**EXERCISE GOAL**
Give back the lines below word for word, starting with the line that has "Expected: for every instance of the green foliage, one" and running through the last line, both ends included. Return nothing else.
---------- INPUT
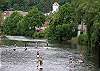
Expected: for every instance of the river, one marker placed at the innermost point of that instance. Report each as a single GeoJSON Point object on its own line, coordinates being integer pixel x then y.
{"type": "Point", "coordinates": [56, 57]}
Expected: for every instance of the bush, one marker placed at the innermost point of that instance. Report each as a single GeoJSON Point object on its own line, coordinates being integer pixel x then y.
{"type": "Point", "coordinates": [83, 39]}
{"type": "Point", "coordinates": [39, 35]}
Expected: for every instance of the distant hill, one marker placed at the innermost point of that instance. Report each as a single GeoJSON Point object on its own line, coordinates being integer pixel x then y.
{"type": "Point", "coordinates": [25, 5]}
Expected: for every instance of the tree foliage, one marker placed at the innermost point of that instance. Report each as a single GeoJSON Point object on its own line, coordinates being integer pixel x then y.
{"type": "Point", "coordinates": [10, 24]}
{"type": "Point", "coordinates": [61, 26]}
{"type": "Point", "coordinates": [35, 18]}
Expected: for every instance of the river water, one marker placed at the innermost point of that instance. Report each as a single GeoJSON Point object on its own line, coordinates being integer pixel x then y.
{"type": "Point", "coordinates": [56, 57]}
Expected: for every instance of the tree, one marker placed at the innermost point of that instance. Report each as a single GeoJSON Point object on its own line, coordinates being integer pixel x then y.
{"type": "Point", "coordinates": [61, 26]}
{"type": "Point", "coordinates": [35, 18]}
{"type": "Point", "coordinates": [10, 24]}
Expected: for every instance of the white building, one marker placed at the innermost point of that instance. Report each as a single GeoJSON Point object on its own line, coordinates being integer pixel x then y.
{"type": "Point", "coordinates": [55, 8]}
{"type": "Point", "coordinates": [81, 28]}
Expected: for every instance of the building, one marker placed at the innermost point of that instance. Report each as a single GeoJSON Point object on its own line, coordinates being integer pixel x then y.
{"type": "Point", "coordinates": [55, 8]}
{"type": "Point", "coordinates": [8, 13]}
{"type": "Point", "coordinates": [81, 28]}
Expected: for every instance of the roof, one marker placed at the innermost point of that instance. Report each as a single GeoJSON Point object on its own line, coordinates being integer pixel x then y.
{"type": "Point", "coordinates": [56, 4]}
{"type": "Point", "coordinates": [22, 38]}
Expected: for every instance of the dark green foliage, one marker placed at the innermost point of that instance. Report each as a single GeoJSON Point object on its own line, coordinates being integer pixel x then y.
{"type": "Point", "coordinates": [61, 26]}
{"type": "Point", "coordinates": [62, 32]}
{"type": "Point", "coordinates": [83, 39]}
{"type": "Point", "coordinates": [35, 18]}
{"type": "Point", "coordinates": [25, 5]}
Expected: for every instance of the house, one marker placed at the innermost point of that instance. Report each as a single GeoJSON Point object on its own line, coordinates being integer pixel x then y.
{"type": "Point", "coordinates": [81, 28]}
{"type": "Point", "coordinates": [8, 13]}
{"type": "Point", "coordinates": [55, 8]}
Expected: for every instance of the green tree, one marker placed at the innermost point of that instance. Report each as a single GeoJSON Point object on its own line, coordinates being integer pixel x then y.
{"type": "Point", "coordinates": [35, 18]}
{"type": "Point", "coordinates": [61, 26]}
{"type": "Point", "coordinates": [10, 24]}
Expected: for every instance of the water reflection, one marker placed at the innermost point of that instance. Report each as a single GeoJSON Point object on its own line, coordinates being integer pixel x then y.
{"type": "Point", "coordinates": [57, 57]}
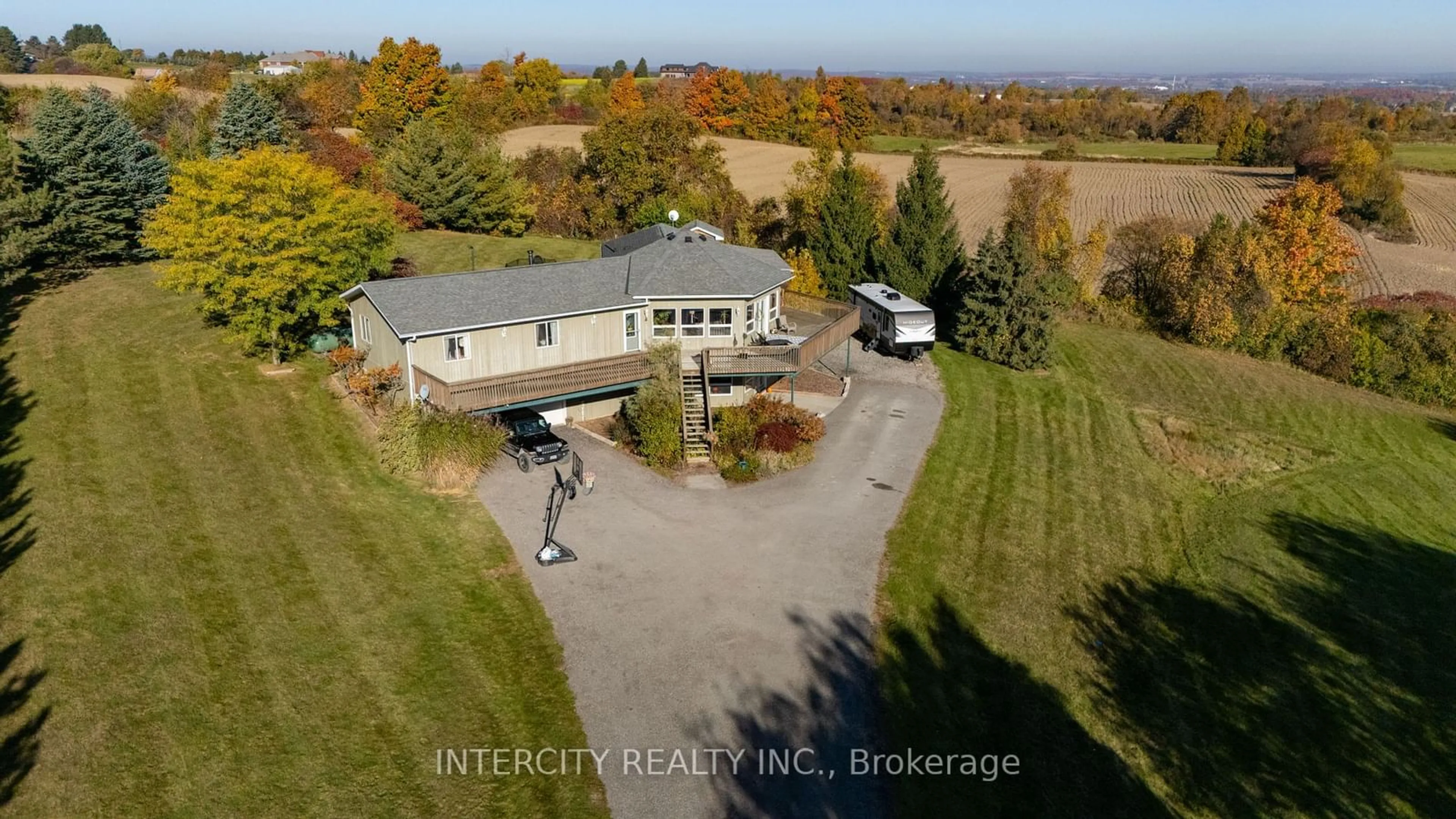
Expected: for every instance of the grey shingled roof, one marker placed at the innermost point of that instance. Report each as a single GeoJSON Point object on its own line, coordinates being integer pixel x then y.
{"type": "Point", "coordinates": [459, 301]}
{"type": "Point", "coordinates": [685, 266]}
{"type": "Point", "coordinates": [691, 264]}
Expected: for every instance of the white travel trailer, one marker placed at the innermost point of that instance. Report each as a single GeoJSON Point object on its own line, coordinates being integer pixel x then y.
{"type": "Point", "coordinates": [892, 321]}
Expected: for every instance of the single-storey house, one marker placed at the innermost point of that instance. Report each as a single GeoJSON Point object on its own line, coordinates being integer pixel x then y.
{"type": "Point", "coordinates": [293, 62]}
{"type": "Point", "coordinates": [681, 72]}
{"type": "Point", "coordinates": [570, 339]}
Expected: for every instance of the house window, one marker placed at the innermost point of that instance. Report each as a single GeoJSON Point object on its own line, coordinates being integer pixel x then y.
{"type": "Point", "coordinates": [692, 321]}
{"type": "Point", "coordinates": [456, 349]}
{"type": "Point", "coordinates": [720, 321]}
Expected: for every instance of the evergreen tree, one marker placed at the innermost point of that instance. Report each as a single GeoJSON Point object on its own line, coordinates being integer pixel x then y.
{"type": "Point", "coordinates": [79, 36]}
{"type": "Point", "coordinates": [1007, 317]}
{"type": "Point", "coordinates": [248, 120]}
{"type": "Point", "coordinates": [456, 183]}
{"type": "Point", "coordinates": [270, 241]}
{"type": "Point", "coordinates": [12, 59]}
{"type": "Point", "coordinates": [924, 251]}
{"type": "Point", "coordinates": [845, 235]}
{"type": "Point", "coordinates": [101, 174]}
{"type": "Point", "coordinates": [27, 223]}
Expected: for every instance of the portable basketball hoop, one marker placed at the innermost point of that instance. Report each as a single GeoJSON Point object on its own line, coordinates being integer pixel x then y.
{"type": "Point", "coordinates": [552, 550]}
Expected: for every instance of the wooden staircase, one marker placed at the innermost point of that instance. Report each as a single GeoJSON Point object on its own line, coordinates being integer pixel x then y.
{"type": "Point", "coordinates": [697, 420]}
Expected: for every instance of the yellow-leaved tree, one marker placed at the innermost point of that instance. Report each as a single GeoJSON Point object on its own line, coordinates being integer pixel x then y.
{"type": "Point", "coordinates": [806, 276]}
{"type": "Point", "coordinates": [1315, 256]}
{"type": "Point", "coordinates": [1037, 207]}
{"type": "Point", "coordinates": [404, 82]}
{"type": "Point", "coordinates": [270, 241]}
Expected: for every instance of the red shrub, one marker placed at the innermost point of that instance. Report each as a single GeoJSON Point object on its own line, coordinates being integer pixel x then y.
{"type": "Point", "coordinates": [778, 436]}
{"type": "Point", "coordinates": [765, 409]}
{"type": "Point", "coordinates": [346, 359]}
{"type": "Point", "coordinates": [1423, 301]}
{"type": "Point", "coordinates": [373, 385]}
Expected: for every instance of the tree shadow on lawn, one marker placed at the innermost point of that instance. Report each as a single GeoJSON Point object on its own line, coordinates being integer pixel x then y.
{"type": "Point", "coordinates": [19, 722]}
{"type": "Point", "coordinates": [941, 693]}
{"type": "Point", "coordinates": [1333, 697]}
{"type": "Point", "coordinates": [1445, 426]}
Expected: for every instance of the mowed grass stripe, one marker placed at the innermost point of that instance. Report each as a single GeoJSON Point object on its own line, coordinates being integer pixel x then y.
{"type": "Point", "coordinates": [257, 620]}
{"type": "Point", "coordinates": [1042, 512]}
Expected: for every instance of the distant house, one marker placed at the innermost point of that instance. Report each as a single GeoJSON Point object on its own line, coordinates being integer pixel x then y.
{"type": "Point", "coordinates": [293, 62]}
{"type": "Point", "coordinates": [681, 72]}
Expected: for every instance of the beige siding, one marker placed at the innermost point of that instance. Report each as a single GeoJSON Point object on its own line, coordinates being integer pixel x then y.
{"type": "Point", "coordinates": [596, 406]}
{"type": "Point", "coordinates": [698, 343]}
{"type": "Point", "coordinates": [513, 347]}
{"type": "Point", "coordinates": [383, 347]}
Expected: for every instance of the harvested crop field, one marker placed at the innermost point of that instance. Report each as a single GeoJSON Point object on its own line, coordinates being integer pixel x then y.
{"type": "Point", "coordinates": [1116, 193]}
{"type": "Point", "coordinates": [71, 82]}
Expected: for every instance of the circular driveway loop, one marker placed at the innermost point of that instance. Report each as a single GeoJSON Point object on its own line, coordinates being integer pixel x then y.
{"type": "Point", "coordinates": [733, 618]}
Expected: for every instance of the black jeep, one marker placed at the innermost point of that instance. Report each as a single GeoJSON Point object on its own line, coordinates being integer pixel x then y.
{"type": "Point", "coordinates": [532, 441]}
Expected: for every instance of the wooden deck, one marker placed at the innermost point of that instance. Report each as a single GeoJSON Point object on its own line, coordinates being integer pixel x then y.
{"type": "Point", "coordinates": [533, 385]}
{"type": "Point", "coordinates": [830, 326]}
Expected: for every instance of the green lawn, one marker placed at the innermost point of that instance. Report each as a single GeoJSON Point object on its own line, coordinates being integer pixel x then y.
{"type": "Point", "coordinates": [1426, 157]}
{"type": "Point", "coordinates": [1175, 582]}
{"type": "Point", "coordinates": [446, 251]}
{"type": "Point", "coordinates": [892, 143]}
{"type": "Point", "coordinates": [235, 611]}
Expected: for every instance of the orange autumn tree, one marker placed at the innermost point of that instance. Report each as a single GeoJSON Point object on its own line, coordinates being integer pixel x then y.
{"type": "Point", "coordinates": [845, 110]}
{"type": "Point", "coordinates": [1314, 254]}
{"type": "Point", "coordinates": [624, 97]}
{"type": "Point", "coordinates": [402, 83]}
{"type": "Point", "coordinates": [719, 101]}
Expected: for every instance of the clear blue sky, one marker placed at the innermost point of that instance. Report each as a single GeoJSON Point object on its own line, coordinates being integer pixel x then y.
{"type": "Point", "coordinates": [1053, 36]}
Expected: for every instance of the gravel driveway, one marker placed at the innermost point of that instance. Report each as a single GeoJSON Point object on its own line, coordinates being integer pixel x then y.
{"type": "Point", "coordinates": [733, 618]}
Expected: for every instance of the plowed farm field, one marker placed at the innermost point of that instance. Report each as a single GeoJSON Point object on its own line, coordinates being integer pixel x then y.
{"type": "Point", "coordinates": [1117, 193]}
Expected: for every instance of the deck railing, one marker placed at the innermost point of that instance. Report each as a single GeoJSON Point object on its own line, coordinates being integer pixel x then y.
{"type": "Point", "coordinates": [582, 377]}
{"type": "Point", "coordinates": [765, 361]}
{"type": "Point", "coordinates": [532, 385]}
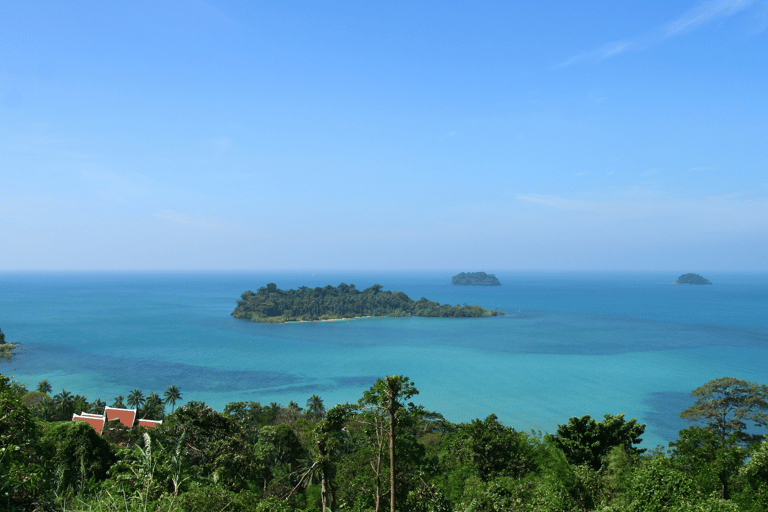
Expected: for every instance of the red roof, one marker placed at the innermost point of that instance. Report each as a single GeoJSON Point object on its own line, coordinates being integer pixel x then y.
{"type": "Point", "coordinates": [97, 422]}
{"type": "Point", "coordinates": [149, 423]}
{"type": "Point", "coordinates": [125, 416]}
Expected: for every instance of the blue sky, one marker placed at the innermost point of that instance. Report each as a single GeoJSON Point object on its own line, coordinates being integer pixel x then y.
{"type": "Point", "coordinates": [401, 135]}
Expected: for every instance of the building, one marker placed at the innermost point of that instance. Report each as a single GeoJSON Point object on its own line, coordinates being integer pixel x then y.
{"type": "Point", "coordinates": [125, 416]}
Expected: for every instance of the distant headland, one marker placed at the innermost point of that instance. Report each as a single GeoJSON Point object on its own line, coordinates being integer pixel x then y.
{"type": "Point", "coordinates": [475, 279]}
{"type": "Point", "coordinates": [691, 279]}
{"type": "Point", "coordinates": [272, 305]}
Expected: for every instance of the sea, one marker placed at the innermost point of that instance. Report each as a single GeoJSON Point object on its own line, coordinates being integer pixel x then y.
{"type": "Point", "coordinates": [570, 343]}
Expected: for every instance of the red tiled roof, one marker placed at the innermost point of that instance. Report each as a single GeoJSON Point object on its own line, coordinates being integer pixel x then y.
{"type": "Point", "coordinates": [94, 420]}
{"type": "Point", "coordinates": [149, 423]}
{"type": "Point", "coordinates": [125, 416]}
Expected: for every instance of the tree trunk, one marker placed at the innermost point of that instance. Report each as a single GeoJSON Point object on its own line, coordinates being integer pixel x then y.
{"type": "Point", "coordinates": [392, 416]}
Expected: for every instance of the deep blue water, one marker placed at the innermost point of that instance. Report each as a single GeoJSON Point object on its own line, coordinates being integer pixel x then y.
{"type": "Point", "coordinates": [571, 343]}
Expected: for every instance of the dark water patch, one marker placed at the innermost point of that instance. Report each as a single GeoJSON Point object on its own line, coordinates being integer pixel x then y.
{"type": "Point", "coordinates": [354, 382]}
{"type": "Point", "coordinates": [146, 374]}
{"type": "Point", "coordinates": [663, 417]}
{"type": "Point", "coordinates": [362, 382]}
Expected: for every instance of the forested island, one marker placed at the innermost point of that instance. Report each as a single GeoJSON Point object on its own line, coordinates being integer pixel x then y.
{"type": "Point", "coordinates": [272, 305]}
{"type": "Point", "coordinates": [380, 452]}
{"type": "Point", "coordinates": [475, 279]}
{"type": "Point", "coordinates": [691, 279]}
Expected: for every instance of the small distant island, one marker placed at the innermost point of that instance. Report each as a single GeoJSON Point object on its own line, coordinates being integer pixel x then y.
{"type": "Point", "coordinates": [475, 279]}
{"type": "Point", "coordinates": [691, 279]}
{"type": "Point", "coordinates": [272, 305]}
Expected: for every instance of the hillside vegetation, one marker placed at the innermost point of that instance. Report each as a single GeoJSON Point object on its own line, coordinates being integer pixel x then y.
{"type": "Point", "coordinates": [270, 304]}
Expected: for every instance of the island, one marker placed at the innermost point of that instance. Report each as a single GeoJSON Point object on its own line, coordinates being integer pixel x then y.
{"type": "Point", "coordinates": [272, 305]}
{"type": "Point", "coordinates": [475, 279]}
{"type": "Point", "coordinates": [691, 279]}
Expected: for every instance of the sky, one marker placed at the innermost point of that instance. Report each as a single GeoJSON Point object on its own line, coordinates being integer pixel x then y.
{"type": "Point", "coordinates": [227, 135]}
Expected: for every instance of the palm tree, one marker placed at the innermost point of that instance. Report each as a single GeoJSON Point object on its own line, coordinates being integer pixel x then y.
{"type": "Point", "coordinates": [98, 406]}
{"type": "Point", "coordinates": [65, 404]}
{"type": "Point", "coordinates": [154, 408]}
{"type": "Point", "coordinates": [45, 387]}
{"type": "Point", "coordinates": [135, 399]}
{"type": "Point", "coordinates": [172, 394]}
{"type": "Point", "coordinates": [315, 407]}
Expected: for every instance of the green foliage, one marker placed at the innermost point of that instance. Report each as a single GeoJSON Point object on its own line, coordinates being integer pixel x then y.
{"type": "Point", "coordinates": [21, 465]}
{"type": "Point", "coordinates": [709, 460]}
{"type": "Point", "coordinates": [725, 405]}
{"type": "Point", "coordinates": [475, 279]}
{"type": "Point", "coordinates": [585, 441]}
{"type": "Point", "coordinates": [45, 387]}
{"type": "Point", "coordinates": [691, 279]}
{"type": "Point", "coordinates": [210, 498]}
{"type": "Point", "coordinates": [270, 304]}
{"type": "Point", "coordinates": [381, 452]}
{"type": "Point", "coordinates": [75, 454]}
{"type": "Point", "coordinates": [495, 450]}
{"type": "Point", "coordinates": [752, 494]}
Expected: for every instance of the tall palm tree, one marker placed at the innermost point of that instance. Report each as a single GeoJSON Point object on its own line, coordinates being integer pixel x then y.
{"type": "Point", "coordinates": [315, 407]}
{"type": "Point", "coordinates": [65, 404]}
{"type": "Point", "coordinates": [136, 399]}
{"type": "Point", "coordinates": [97, 407]}
{"type": "Point", "coordinates": [45, 387]}
{"type": "Point", "coordinates": [172, 394]}
{"type": "Point", "coordinates": [153, 407]}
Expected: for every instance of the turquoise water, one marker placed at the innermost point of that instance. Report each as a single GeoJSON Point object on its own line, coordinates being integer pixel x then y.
{"type": "Point", "coordinates": [571, 343]}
--------------------
**ANSWER BELOW**
Expected: for every instance of the green foliage, one marker placed at the innermost point of that instance. Report each as a single GeoJSON Point object on its own line, coordinates being integer pixel x then y.
{"type": "Point", "coordinates": [21, 465]}
{"type": "Point", "coordinates": [709, 460]}
{"type": "Point", "coordinates": [725, 405]}
{"type": "Point", "coordinates": [475, 279]}
{"type": "Point", "coordinates": [585, 441]}
{"type": "Point", "coordinates": [45, 387]}
{"type": "Point", "coordinates": [691, 279]}
{"type": "Point", "coordinates": [210, 498]}
{"type": "Point", "coordinates": [270, 304]}
{"type": "Point", "coordinates": [381, 452]}
{"type": "Point", "coordinates": [75, 454]}
{"type": "Point", "coordinates": [495, 450]}
{"type": "Point", "coordinates": [752, 494]}
Expected: for every instance of the tall palm tree, one marker placed at the innermost point of that instance. Report each as a single GeoJSON Point object on its own line, coordinates being integer pixel x then y.
{"type": "Point", "coordinates": [315, 407]}
{"type": "Point", "coordinates": [65, 404]}
{"type": "Point", "coordinates": [136, 399]}
{"type": "Point", "coordinates": [97, 407]}
{"type": "Point", "coordinates": [45, 387]}
{"type": "Point", "coordinates": [172, 394]}
{"type": "Point", "coordinates": [153, 407]}
Expected: for every instance of the turquoise water, one marker placed at the innermost point of that instance. Report each as a single GeoJSON Point object on its own line, coordinates being integer pixel x then y.
{"type": "Point", "coordinates": [571, 343]}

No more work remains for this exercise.